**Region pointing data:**
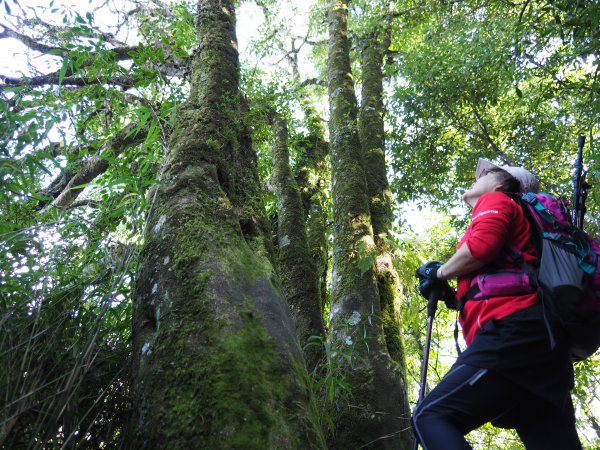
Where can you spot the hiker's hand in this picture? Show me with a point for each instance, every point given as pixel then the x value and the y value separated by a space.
pixel 427 276
pixel 448 295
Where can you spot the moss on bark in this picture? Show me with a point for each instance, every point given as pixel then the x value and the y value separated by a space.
pixel 374 417
pixel 372 137
pixel 296 269
pixel 311 178
pixel 216 361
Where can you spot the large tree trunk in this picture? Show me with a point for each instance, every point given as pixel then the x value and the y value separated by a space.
pixel 373 417
pixel 296 269
pixel 372 138
pixel 216 361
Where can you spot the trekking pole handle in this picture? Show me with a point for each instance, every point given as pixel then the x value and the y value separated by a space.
pixel 431 310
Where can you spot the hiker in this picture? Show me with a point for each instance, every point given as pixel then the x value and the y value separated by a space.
pixel 517 370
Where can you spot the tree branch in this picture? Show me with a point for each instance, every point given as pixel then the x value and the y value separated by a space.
pixel 32 43
pixel 125 82
pixel 96 165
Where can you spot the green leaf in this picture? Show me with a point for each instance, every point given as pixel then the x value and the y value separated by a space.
pixel 63 70
pixel 518 92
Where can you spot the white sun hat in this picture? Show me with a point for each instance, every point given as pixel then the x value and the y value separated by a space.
pixel 529 183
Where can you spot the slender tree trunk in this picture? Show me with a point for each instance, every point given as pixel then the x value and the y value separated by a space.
pixel 312 180
pixel 372 137
pixel 373 417
pixel 216 361
pixel 297 271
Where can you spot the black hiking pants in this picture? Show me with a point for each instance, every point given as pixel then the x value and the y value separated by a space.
pixel 468 397
pixel 511 376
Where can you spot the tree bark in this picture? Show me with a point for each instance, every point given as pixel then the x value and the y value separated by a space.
pixel 312 180
pixel 296 269
pixel 372 138
pixel 374 416
pixel 216 361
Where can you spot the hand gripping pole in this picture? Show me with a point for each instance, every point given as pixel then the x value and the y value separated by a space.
pixel 431 310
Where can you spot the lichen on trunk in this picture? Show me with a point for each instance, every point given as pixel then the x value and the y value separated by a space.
pixel 216 362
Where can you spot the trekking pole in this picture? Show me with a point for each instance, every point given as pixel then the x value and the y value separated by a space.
pixel 431 309
pixel 580 187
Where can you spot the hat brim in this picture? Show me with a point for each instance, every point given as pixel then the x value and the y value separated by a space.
pixel 482 166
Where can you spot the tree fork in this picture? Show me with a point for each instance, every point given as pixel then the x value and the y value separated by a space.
pixel 372 138
pixel 216 363
pixel 297 271
pixel 375 416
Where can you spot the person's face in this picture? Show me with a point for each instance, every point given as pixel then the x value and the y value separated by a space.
pixel 487 182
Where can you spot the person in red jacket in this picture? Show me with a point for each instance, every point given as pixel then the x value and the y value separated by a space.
pixel 517 370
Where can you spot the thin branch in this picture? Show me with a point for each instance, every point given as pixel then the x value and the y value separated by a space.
pixel 129 136
pixel 124 82
pixel 32 43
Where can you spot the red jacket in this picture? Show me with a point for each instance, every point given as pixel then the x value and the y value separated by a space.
pixel 497 224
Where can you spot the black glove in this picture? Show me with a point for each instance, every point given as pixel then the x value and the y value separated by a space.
pixel 427 275
pixel 428 280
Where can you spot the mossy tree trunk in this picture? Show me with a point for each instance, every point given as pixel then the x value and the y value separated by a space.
pixel 312 181
pixel 296 269
pixel 372 138
pixel 216 361
pixel 373 418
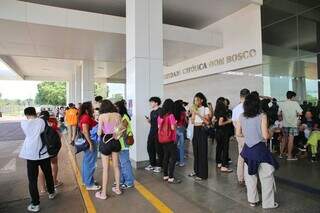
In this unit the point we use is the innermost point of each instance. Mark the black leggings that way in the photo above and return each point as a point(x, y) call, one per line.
point(154, 148)
point(200, 152)
point(222, 151)
point(169, 159)
point(33, 171)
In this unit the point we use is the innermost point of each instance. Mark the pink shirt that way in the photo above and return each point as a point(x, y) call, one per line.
point(171, 121)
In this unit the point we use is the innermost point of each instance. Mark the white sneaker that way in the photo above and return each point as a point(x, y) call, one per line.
point(93, 188)
point(149, 168)
point(157, 169)
point(53, 195)
point(33, 208)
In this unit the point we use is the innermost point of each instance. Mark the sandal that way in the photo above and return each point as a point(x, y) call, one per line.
point(192, 174)
point(165, 178)
point(198, 179)
point(116, 191)
point(100, 196)
point(59, 183)
point(276, 205)
point(226, 170)
point(174, 181)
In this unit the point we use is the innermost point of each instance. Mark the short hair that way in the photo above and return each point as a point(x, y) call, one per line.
point(156, 100)
point(251, 105)
point(30, 111)
point(244, 92)
point(98, 98)
point(291, 94)
point(107, 107)
point(45, 115)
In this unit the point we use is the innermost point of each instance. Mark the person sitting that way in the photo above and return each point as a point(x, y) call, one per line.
point(253, 126)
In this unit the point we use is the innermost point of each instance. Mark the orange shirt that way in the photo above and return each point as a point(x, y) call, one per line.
point(71, 117)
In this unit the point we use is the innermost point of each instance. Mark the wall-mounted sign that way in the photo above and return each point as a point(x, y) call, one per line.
point(206, 67)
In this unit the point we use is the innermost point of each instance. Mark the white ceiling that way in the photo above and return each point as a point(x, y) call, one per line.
point(45, 67)
point(188, 13)
point(30, 43)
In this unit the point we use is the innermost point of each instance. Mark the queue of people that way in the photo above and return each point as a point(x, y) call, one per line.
point(105, 127)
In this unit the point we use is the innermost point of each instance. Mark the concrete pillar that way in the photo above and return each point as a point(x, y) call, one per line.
point(144, 67)
point(87, 81)
point(77, 85)
point(71, 90)
point(299, 80)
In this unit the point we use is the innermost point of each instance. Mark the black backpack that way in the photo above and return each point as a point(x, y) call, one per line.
point(50, 139)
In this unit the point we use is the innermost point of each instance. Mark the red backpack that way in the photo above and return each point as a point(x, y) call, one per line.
point(165, 133)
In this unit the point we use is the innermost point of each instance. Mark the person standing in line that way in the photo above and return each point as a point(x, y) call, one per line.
point(52, 122)
point(32, 128)
point(253, 126)
point(153, 147)
point(222, 135)
point(236, 112)
point(167, 136)
point(71, 119)
point(86, 123)
point(126, 177)
point(290, 111)
point(181, 117)
point(110, 128)
point(200, 118)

**Your goal:** Each line above should be set down exactly as written, with pictures excluded.

**Task result:**
Where can you spot the hiker's hand in this picture? Show me with a point for each instance, every point given as pixel then the x value and the y value separated by a space.
pixel 427 276
pixel 448 295
Where can you spot the moss on bark in this picture? Show me with a point for each instance, every point given as pixel then the x value and the y value separated by a space.
pixel 374 417
pixel 372 137
pixel 296 269
pixel 311 178
pixel 216 361
Where can you spot the large tree trunk in this picture? Show me with a point for each instance, every point given as pixel then the x value and the y value separated by a space.
pixel 373 417
pixel 296 269
pixel 372 138
pixel 216 361
Where can you spot the trekking pole handle in this picture? Show me with a point for each instance, every point given as pixel then the x value and the y value separated by a space.
pixel 431 310
Where can you spot the hiker in this picture? Show me with a point for each instance, every point given as pixel then the x value and the y value separated by a space.
pixel 517 370
Where can you spot the tree branch in this picture? Show me with a point for each instance, every point given as pixel then the x value and the y value separated by a space.
pixel 32 43
pixel 125 82
pixel 96 165
Where can you spot the green leaf in this picture? Show me with a point for each instance, every point given as pixel then the x value and the y value separated by a space.
pixel 63 70
pixel 518 92
Where can you spot the white sun hat in this picture? Show me with a point for each instance, every point given as pixel then the x value and the y value separated by a space.
pixel 529 183
Where can you spot the slender tree trunk in this picture? Show me with a point for each instance, every point given as pixel then the x value and the y value separated by a space.
pixel 312 180
pixel 372 137
pixel 373 417
pixel 216 361
pixel 297 271
Where can you spot the black hiking pants in this picture? Show me with a point for each instance, every point given as pixel then the x value and the y value separated by a space.
pixel 468 397
pixel 511 376
Where can you spot the tree bark in this picture? Show me with a point for each instance, every point given as pixel then the x value and the y value separated by a space.
pixel 312 180
pixel 296 269
pixel 372 138
pixel 374 416
pixel 216 361
Where can you spot the hand gripping pole in this picture? Show me with a point for each instance, every point given as pixel then the x value and the y value separated by a space.
pixel 431 310
Where can you spot the lichen on trunk in this picture? Show me with a point for each instance, every point given as pixel then the x value and the y value separated by a space.
pixel 216 362
Where can you spot the trekking pole in this picture? Show me with a point for each instance, every point given as pixel then the x value and the y value separated by a space.
pixel 431 309
pixel 580 187
Where can you spot the hat brim in this picture? Show me with a point for each instance, every point given as pixel then the x value and the y value separated by a space.
pixel 482 166
Where can you spot the tree fork in this picture? Show me with a point for each instance, every point given as pixel then the x value and the y value separated by a space.
pixel 372 138
pixel 216 363
pixel 297 271
pixel 375 416
Where can you spot the person's face in this picture? Show me with a point for each instance, every point given as pixel then the x value and the y value separated by a space.
pixel 487 182
Where can you spot the person in red jacket in this picture? Show me with a point for each instance, every point given as pixel then the x value and the y value separated by a space.
pixel 517 370
Where can you spot the thin branch in this picture? Show me with a point for each instance, every point given as pixel then the x value and the y value separated by a space.
pixel 129 136
pixel 124 82
pixel 32 43
Where can you spot the red jacket in this picture? Show me with a point for each instance, every point given as pixel then the x value and the y value separated by a space.
pixel 497 224
Where can you spot the black glove in this picture? Show me with a point for each instance, every point given as pixel then the x value and the y value separated by a space.
pixel 427 275
pixel 428 280
Where can you spot the mossy tree trunk in this picture? Show me with a point for each instance, every point given as pixel then the x value and the y value separated by a space.
pixel 312 181
pixel 296 269
pixel 372 138
pixel 216 361
pixel 373 418
In this unit the point we use is the innermost point of each instance. Mark the black leggings that way in the photo above and return each point as a point(x, y) call, one per line.
point(154, 148)
point(200, 152)
point(222, 151)
point(169, 159)
point(33, 171)
In this unit the point we use is the innermost point of each instance. Mark the pink shirt that way in the photo above and return each point as a point(x, y) call, one per line.
point(171, 121)
In this unit the point we use is the innermost point of each instance. Mark the white sneaker that way in the photo above and return each point as a point(x, y) call, one per line.
point(93, 188)
point(149, 168)
point(157, 169)
point(53, 195)
point(33, 208)
In this unit the point we use is the innermost point of each instance. Mark the sandal that way in the photo above and return each point as a point(x, y) call, one per line.
point(192, 174)
point(165, 178)
point(198, 179)
point(116, 191)
point(100, 196)
point(59, 183)
point(276, 205)
point(226, 170)
point(174, 181)
In this unit the point we use is the innermost point of each instance. Mark the short hair that way in the photo above and return each point as a point(x, y) call, one per line.
point(156, 100)
point(251, 105)
point(30, 111)
point(244, 92)
point(98, 98)
point(291, 94)
point(107, 107)
point(45, 115)
In this unit the point we use is the innermost point of each instance. Mark the person sitting that way in the photo above and return each point as a point(x, y) call, one per line.
point(253, 126)
In this unit the point we use is the innermost point of each instance. Mark the orange shirt that way in the photo above and return each point as a point(x, y) call, one per line.
point(71, 117)
In this unit the point we use is the innermost point of each instance. Mark the wall-mounted sign that way in the photo above and return each point as a point(x, y) call, one per line.
point(206, 67)
In this unit the point we use is the innermost point of each instance. Mark the white ceiling that way in the photo above and return each point as a point(x, y) call, one per line.
point(45, 67)
point(188, 13)
point(30, 43)
In this unit the point we use is the innermost point of each instance. Mark the queue of people that way in the photo above and return each point as a point(x, y) call, one per line.
point(105, 127)
In this unit the point we use is the innermost point of each instance. Mark the concrete pillar that way in the photo above and return each point as a point(x, y) call, one per line.
point(144, 67)
point(87, 81)
point(77, 85)
point(71, 90)
point(299, 80)
In this unit the point we use is the innermost point of each instance. Mark the black backpack that way in the photo above and return each point as a point(x, y) call, one per line.
point(50, 139)
In this unit the point we use is the innermost point of each instance. Mark the red backpack that way in the photo above and return each point as a point(x, y) call, one per line.
point(165, 133)
In this unit the point we use is the innermost point of each instance. Mark the person standing in line that way in the photo above and return each point as a point(x, y) call, one per line.
point(52, 122)
point(32, 128)
point(253, 126)
point(153, 147)
point(222, 135)
point(236, 112)
point(167, 136)
point(71, 119)
point(86, 123)
point(126, 177)
point(290, 111)
point(181, 117)
point(110, 128)
point(200, 118)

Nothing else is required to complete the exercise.